Stored entries
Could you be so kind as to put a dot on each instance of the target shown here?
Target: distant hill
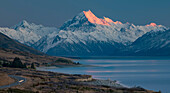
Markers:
(6, 42)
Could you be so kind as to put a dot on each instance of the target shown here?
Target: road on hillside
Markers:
(19, 81)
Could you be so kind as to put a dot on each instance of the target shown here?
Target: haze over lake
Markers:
(151, 73)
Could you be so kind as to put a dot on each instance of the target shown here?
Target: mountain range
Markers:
(87, 35)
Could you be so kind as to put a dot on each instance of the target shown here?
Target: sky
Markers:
(54, 13)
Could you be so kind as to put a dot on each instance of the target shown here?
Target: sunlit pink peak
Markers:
(152, 24)
(93, 19)
(108, 20)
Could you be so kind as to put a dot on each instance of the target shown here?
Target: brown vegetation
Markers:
(5, 79)
(50, 82)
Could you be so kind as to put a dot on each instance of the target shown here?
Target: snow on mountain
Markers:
(27, 33)
(86, 34)
(152, 43)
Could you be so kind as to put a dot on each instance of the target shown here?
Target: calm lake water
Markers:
(150, 73)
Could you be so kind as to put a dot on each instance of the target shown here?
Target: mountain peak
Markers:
(23, 22)
(152, 24)
(93, 19)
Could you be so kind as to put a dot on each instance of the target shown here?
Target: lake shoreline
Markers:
(46, 81)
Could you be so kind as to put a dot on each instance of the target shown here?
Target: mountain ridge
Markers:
(85, 33)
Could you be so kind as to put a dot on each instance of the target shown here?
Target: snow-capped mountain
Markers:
(27, 33)
(87, 34)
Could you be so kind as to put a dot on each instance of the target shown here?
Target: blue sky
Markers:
(56, 12)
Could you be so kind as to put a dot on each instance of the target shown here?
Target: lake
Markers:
(152, 73)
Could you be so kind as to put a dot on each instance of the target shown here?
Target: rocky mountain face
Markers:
(88, 35)
(8, 43)
(27, 33)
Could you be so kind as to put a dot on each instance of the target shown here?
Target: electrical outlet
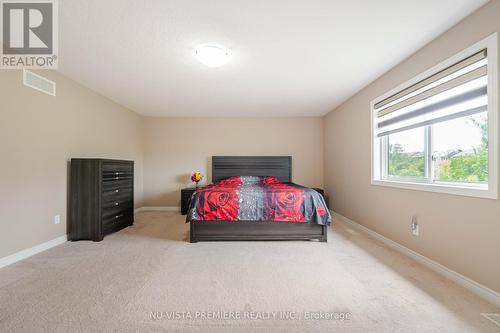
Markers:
(414, 227)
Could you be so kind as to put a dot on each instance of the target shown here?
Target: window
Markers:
(438, 132)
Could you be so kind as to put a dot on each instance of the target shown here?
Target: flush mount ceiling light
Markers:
(212, 55)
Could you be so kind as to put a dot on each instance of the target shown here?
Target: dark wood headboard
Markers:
(227, 166)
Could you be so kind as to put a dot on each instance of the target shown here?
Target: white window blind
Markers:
(457, 91)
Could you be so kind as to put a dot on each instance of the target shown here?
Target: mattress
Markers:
(252, 198)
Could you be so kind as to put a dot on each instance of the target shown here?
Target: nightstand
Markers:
(186, 194)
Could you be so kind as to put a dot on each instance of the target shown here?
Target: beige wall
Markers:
(38, 134)
(460, 232)
(175, 147)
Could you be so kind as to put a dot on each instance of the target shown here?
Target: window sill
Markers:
(464, 190)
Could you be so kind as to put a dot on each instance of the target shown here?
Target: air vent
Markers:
(493, 317)
(39, 83)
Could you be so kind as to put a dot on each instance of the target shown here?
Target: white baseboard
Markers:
(158, 209)
(469, 284)
(5, 261)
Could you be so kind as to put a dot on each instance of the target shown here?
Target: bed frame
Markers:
(278, 166)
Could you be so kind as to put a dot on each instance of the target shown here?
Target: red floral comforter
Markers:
(251, 198)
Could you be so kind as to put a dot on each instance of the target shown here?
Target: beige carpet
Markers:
(117, 284)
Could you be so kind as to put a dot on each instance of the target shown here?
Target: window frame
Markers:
(379, 168)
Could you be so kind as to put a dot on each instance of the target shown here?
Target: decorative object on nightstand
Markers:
(196, 178)
(322, 192)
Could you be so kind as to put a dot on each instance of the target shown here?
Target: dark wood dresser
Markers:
(101, 197)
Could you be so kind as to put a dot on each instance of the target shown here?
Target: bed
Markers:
(254, 198)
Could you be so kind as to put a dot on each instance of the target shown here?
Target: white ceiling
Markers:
(289, 58)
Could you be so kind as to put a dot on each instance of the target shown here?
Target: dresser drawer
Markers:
(121, 203)
(117, 175)
(117, 194)
(118, 184)
(117, 166)
(116, 215)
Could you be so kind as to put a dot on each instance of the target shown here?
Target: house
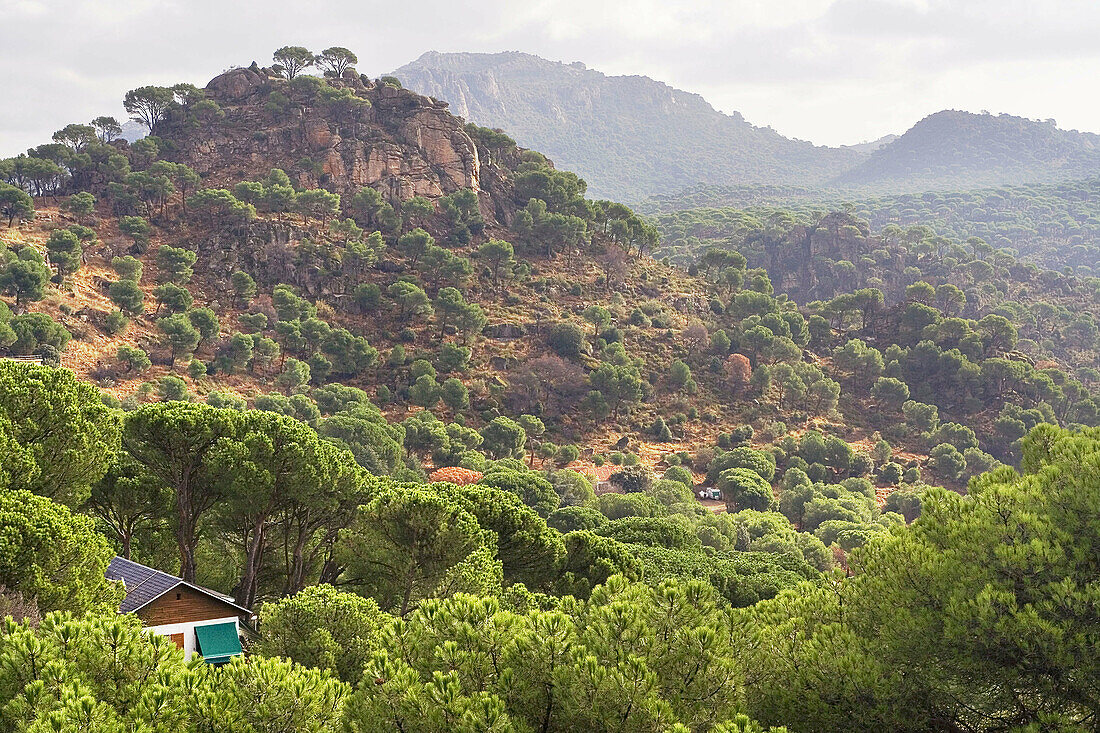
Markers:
(198, 620)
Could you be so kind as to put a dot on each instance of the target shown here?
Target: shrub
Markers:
(631, 479)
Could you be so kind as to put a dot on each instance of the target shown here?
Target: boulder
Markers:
(235, 84)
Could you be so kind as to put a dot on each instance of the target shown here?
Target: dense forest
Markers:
(1054, 225)
(443, 422)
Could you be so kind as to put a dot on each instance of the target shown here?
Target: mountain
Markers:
(628, 137)
(633, 138)
(443, 422)
(957, 149)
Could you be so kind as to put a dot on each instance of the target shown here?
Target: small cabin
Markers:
(198, 620)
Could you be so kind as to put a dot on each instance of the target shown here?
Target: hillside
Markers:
(961, 150)
(1051, 225)
(468, 457)
(633, 138)
(629, 137)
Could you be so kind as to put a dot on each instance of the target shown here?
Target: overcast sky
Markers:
(834, 72)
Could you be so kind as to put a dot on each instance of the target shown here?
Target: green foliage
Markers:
(67, 434)
(53, 556)
(325, 628)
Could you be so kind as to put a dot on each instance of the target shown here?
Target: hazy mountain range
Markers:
(631, 137)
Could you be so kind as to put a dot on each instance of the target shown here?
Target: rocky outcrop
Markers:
(403, 144)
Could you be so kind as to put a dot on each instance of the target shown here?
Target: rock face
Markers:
(402, 144)
(628, 137)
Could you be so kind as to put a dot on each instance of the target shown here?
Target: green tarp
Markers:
(218, 643)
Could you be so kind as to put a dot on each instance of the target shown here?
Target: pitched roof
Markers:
(144, 584)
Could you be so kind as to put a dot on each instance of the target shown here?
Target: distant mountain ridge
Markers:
(954, 148)
(633, 138)
(629, 137)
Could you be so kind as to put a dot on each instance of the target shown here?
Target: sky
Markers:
(833, 72)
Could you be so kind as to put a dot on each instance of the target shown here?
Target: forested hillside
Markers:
(633, 138)
(629, 137)
(481, 462)
(1054, 225)
(961, 150)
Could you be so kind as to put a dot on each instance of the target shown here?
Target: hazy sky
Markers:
(834, 72)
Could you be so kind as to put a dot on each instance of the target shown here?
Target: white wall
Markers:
(188, 631)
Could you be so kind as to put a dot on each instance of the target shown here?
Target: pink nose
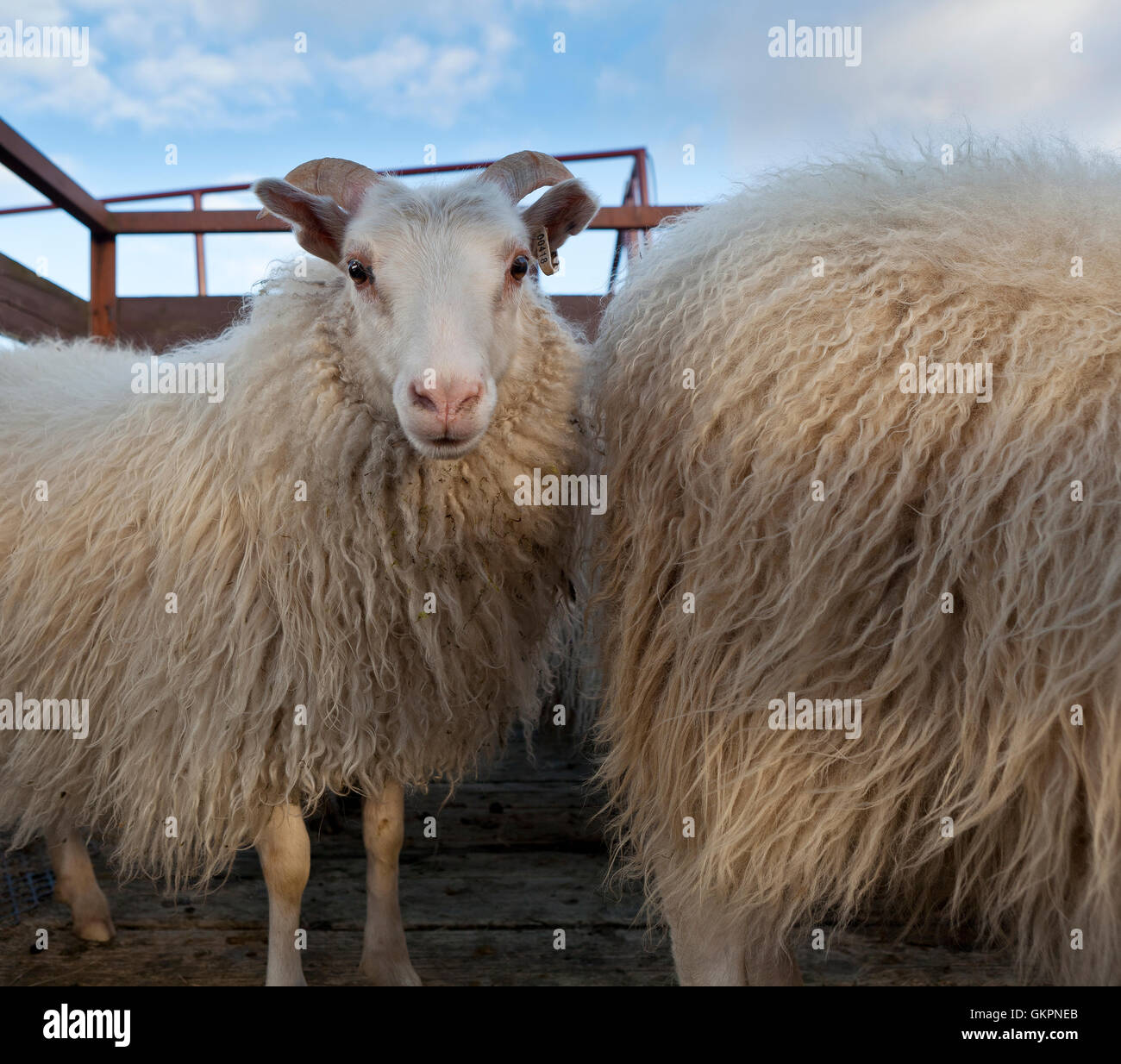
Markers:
(447, 399)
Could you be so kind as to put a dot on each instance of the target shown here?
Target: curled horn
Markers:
(340, 179)
(523, 172)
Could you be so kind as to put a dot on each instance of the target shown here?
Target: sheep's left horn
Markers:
(525, 172)
(342, 181)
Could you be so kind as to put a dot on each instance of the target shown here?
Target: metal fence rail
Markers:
(635, 216)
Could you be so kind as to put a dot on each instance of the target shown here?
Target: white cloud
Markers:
(216, 66)
(410, 78)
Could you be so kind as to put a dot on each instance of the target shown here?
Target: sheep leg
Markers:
(711, 950)
(707, 945)
(770, 963)
(286, 859)
(77, 885)
(385, 954)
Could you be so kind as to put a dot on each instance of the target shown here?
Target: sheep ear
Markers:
(317, 221)
(560, 213)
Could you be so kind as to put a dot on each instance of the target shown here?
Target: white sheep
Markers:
(321, 583)
(861, 570)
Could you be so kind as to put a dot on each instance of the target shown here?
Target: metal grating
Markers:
(26, 880)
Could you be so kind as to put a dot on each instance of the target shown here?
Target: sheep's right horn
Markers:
(342, 181)
(525, 172)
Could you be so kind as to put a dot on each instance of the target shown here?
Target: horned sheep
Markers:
(860, 575)
(321, 583)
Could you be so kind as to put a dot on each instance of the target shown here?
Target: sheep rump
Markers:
(280, 602)
(965, 714)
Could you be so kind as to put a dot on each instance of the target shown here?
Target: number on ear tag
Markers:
(548, 260)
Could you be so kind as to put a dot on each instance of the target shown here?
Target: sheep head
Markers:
(437, 276)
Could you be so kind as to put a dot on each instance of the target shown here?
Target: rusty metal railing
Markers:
(635, 216)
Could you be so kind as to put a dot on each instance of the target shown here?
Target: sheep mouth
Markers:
(445, 447)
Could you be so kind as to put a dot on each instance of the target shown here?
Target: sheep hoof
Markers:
(385, 970)
(90, 914)
(94, 929)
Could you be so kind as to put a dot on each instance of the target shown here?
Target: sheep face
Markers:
(437, 280)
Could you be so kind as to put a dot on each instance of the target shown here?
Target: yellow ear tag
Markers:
(548, 260)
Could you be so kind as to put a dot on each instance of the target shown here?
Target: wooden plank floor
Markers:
(516, 859)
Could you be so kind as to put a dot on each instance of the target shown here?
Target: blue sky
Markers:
(378, 82)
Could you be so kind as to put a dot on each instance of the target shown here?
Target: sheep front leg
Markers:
(716, 948)
(385, 955)
(286, 859)
(77, 885)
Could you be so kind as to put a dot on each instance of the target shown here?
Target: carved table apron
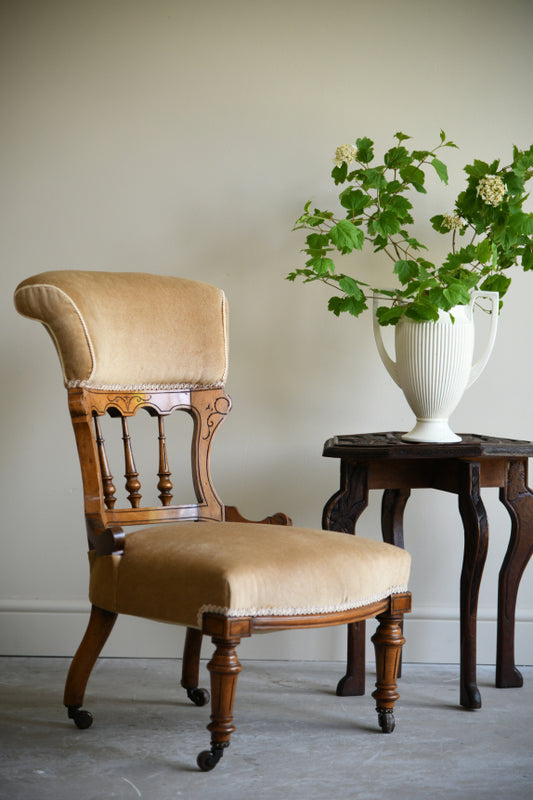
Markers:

Task
Select every line in the rows above that contains the string "dresser". Treat case as significant.

Output below
Target: dark wood dresser
Target: dresser drawer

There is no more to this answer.